◆ About this exercise: Please return every record below exactly as it stands.

Natural language region descriptions:
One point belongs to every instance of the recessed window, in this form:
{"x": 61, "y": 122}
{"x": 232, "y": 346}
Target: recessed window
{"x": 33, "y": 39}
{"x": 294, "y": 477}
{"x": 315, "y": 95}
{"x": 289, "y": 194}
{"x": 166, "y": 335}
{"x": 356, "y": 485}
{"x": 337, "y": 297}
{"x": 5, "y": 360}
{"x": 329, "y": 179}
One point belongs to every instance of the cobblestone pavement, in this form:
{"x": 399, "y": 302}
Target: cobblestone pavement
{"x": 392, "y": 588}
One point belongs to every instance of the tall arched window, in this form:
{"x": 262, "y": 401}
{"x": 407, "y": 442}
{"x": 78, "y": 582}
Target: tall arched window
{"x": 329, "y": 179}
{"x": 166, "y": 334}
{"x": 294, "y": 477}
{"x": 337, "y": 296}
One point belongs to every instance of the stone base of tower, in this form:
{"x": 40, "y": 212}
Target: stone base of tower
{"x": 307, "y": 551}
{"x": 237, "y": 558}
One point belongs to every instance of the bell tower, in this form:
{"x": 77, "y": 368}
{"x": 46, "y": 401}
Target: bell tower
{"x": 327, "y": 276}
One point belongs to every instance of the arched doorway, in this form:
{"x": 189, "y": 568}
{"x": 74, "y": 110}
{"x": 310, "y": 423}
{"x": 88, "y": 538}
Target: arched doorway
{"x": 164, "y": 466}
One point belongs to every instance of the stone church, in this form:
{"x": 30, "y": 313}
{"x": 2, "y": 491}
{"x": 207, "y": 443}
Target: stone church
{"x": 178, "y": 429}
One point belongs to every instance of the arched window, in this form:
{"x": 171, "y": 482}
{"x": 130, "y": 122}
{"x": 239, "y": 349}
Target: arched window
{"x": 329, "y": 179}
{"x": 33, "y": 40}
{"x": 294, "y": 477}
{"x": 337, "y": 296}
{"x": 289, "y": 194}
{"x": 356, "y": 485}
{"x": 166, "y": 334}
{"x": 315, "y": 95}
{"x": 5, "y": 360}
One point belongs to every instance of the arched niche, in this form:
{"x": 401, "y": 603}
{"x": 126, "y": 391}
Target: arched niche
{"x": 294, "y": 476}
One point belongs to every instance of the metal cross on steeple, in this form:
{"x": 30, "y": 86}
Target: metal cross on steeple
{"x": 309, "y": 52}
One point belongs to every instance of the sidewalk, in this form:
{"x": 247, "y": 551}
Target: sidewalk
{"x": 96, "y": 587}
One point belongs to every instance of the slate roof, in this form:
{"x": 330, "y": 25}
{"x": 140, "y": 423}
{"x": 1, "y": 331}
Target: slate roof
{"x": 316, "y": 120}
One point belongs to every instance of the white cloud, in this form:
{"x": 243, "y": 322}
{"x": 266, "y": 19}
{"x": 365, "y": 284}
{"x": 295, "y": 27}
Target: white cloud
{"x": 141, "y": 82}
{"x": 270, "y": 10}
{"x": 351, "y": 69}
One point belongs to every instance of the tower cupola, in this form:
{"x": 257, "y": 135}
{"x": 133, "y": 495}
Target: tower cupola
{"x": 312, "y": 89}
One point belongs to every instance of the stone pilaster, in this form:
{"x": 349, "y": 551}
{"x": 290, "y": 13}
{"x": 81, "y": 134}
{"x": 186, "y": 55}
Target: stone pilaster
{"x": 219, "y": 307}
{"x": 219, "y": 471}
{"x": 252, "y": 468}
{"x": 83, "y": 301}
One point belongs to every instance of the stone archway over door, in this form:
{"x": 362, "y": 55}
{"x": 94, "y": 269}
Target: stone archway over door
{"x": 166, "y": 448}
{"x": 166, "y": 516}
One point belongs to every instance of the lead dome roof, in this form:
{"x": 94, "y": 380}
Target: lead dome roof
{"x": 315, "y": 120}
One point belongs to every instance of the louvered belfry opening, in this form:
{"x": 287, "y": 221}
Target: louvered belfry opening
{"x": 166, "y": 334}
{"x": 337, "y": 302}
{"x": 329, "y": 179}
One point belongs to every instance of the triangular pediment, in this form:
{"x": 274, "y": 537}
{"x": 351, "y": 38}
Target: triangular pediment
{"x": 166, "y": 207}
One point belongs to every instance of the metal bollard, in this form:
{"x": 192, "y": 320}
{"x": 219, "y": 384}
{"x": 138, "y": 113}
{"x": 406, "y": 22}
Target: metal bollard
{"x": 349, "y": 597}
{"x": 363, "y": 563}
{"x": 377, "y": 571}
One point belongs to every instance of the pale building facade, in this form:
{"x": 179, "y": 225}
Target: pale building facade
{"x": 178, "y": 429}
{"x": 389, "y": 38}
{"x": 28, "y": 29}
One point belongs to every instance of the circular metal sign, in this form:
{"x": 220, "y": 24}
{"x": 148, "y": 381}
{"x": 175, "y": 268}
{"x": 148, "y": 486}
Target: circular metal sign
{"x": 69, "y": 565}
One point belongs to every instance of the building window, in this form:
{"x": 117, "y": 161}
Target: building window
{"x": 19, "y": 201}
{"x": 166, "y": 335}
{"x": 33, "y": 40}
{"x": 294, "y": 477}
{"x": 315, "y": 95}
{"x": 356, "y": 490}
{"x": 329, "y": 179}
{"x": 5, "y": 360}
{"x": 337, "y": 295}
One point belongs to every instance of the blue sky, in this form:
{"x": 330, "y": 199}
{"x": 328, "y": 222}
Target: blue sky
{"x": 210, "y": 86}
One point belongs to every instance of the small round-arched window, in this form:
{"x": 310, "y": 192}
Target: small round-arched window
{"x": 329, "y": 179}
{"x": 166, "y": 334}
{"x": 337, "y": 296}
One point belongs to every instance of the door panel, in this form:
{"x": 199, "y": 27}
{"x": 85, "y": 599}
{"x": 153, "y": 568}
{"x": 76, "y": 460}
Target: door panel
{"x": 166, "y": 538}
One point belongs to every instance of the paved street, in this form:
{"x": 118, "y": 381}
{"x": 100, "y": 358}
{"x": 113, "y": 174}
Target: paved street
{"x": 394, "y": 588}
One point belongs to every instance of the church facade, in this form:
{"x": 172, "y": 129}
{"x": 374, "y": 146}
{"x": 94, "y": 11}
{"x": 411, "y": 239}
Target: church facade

◆ Result of the task:
One point belongs to every instance of the recessed window, in this form:
{"x": 61, "y": 122}
{"x": 232, "y": 346}
Target: recessed window
{"x": 33, "y": 39}
{"x": 294, "y": 477}
{"x": 315, "y": 95}
{"x": 289, "y": 194}
{"x": 166, "y": 335}
{"x": 356, "y": 485}
{"x": 337, "y": 297}
{"x": 5, "y": 360}
{"x": 329, "y": 179}
One point belongs to every instance of the cobblestone pavement, in this form:
{"x": 399, "y": 302}
Target: cobblestone pavement
{"x": 392, "y": 588}
One point belongs to every instance of the tall arched window, in this form:
{"x": 262, "y": 401}
{"x": 407, "y": 442}
{"x": 78, "y": 582}
Target: tall arched window
{"x": 329, "y": 179}
{"x": 166, "y": 334}
{"x": 294, "y": 477}
{"x": 337, "y": 296}
One point belongs to every instance of the stone base of tower, in this form:
{"x": 40, "y": 212}
Target: stone base of tower
{"x": 307, "y": 551}
{"x": 237, "y": 558}
One point belongs to every instance of the bell tower, in this form:
{"x": 77, "y": 368}
{"x": 46, "y": 401}
Target: bell tower
{"x": 327, "y": 276}
One point belongs to every instance of the arched doorway, in this form:
{"x": 189, "y": 568}
{"x": 74, "y": 110}
{"x": 310, "y": 423}
{"x": 88, "y": 538}
Target: arched doorway
{"x": 164, "y": 466}
One point belongs to every instance of the stone church, in this form:
{"x": 30, "y": 313}
{"x": 2, "y": 491}
{"x": 207, "y": 443}
Target: stone church
{"x": 178, "y": 429}
One point belongs to every instance of the arched window, in this form:
{"x": 171, "y": 482}
{"x": 130, "y": 122}
{"x": 239, "y": 349}
Target: arched window
{"x": 329, "y": 179}
{"x": 33, "y": 40}
{"x": 294, "y": 477}
{"x": 337, "y": 296}
{"x": 289, "y": 194}
{"x": 356, "y": 485}
{"x": 166, "y": 334}
{"x": 315, "y": 95}
{"x": 5, "y": 360}
One point belongs to every instance of the arched niche, in this form:
{"x": 401, "y": 603}
{"x": 126, "y": 391}
Target: arched niche
{"x": 294, "y": 476}
One point belongs to every instance of the metal cross on steeple, in this form:
{"x": 30, "y": 86}
Target: metal cross on steeple
{"x": 309, "y": 52}
One point belongs to every instance of the sidewalk, in this form:
{"x": 247, "y": 551}
Target: sidewalk
{"x": 96, "y": 587}
One point belongs to every instance of the slate roof, in this form:
{"x": 330, "y": 25}
{"x": 140, "y": 423}
{"x": 1, "y": 331}
Target: slate roof
{"x": 316, "y": 120}
One point belongs to every instance of the white cloud, in this form:
{"x": 243, "y": 322}
{"x": 266, "y": 19}
{"x": 365, "y": 284}
{"x": 295, "y": 27}
Target: white cloud
{"x": 141, "y": 82}
{"x": 270, "y": 10}
{"x": 351, "y": 69}
One point belongs to every instance of the tower cupola, in this form:
{"x": 257, "y": 135}
{"x": 133, "y": 495}
Target: tower cupola
{"x": 312, "y": 89}
One point belongs to every instance of the stone pilaster, in this form:
{"x": 349, "y": 551}
{"x": 290, "y": 13}
{"x": 81, "y": 134}
{"x": 186, "y": 55}
Target: stone pilaster
{"x": 219, "y": 307}
{"x": 219, "y": 471}
{"x": 252, "y": 468}
{"x": 83, "y": 301}
One point belongs to every instance of the stone archway over door, in this form:
{"x": 362, "y": 55}
{"x": 94, "y": 269}
Target: stone archway over door
{"x": 166, "y": 448}
{"x": 166, "y": 516}
One point belongs to every instance of the lead dome roof, in this form:
{"x": 94, "y": 380}
Target: lead dome roof
{"x": 315, "y": 120}
One point belongs to every instance of the louvered belfry opening, in this form:
{"x": 287, "y": 221}
Target: louvered belfry opening
{"x": 166, "y": 334}
{"x": 337, "y": 302}
{"x": 329, "y": 179}
One point belongs to every instance of the triangular pediment, in this form:
{"x": 274, "y": 537}
{"x": 351, "y": 38}
Target: triangular pediment
{"x": 166, "y": 207}
One point belongs to every instance of the metal bollard, in this form:
{"x": 192, "y": 320}
{"x": 219, "y": 384}
{"x": 138, "y": 113}
{"x": 406, "y": 22}
Target: metal bollard
{"x": 349, "y": 597}
{"x": 363, "y": 563}
{"x": 377, "y": 571}
One point belongs to every instance of the pale building facade, in this form:
{"x": 179, "y": 225}
Target: pale building facade
{"x": 178, "y": 429}
{"x": 389, "y": 38}
{"x": 28, "y": 29}
One point belongs to every instance of the circular metal sign, in this form:
{"x": 220, "y": 24}
{"x": 148, "y": 381}
{"x": 175, "y": 268}
{"x": 148, "y": 486}
Target: circular metal sign
{"x": 69, "y": 565}
One point belongs to every instance of the building window, in this form:
{"x": 117, "y": 161}
Target: building window
{"x": 19, "y": 201}
{"x": 166, "y": 335}
{"x": 33, "y": 40}
{"x": 294, "y": 477}
{"x": 315, "y": 95}
{"x": 356, "y": 490}
{"x": 329, "y": 179}
{"x": 5, "y": 360}
{"x": 337, "y": 295}
One point belongs to every instance of the blue sky, in this form:
{"x": 330, "y": 199}
{"x": 328, "y": 222}
Target: blue sky
{"x": 210, "y": 86}
One point belongs to every instance of the small round-arched window, in this form:
{"x": 310, "y": 192}
Target: small round-arched window
{"x": 329, "y": 179}
{"x": 166, "y": 334}
{"x": 337, "y": 296}
One point belongs to every instance of the door panel, in this form:
{"x": 199, "y": 27}
{"x": 85, "y": 599}
{"x": 153, "y": 568}
{"x": 76, "y": 460}
Target: door panel
{"x": 166, "y": 538}
One point belongs to every instance of the paved street, in this form:
{"x": 118, "y": 381}
{"x": 100, "y": 358}
{"x": 113, "y": 174}
Target: paved street
{"x": 394, "y": 588}
One point belongs to every instance of the church facade, in this form:
{"x": 172, "y": 129}
{"x": 374, "y": 146}
{"x": 94, "y": 11}
{"x": 411, "y": 239}
Target: church facade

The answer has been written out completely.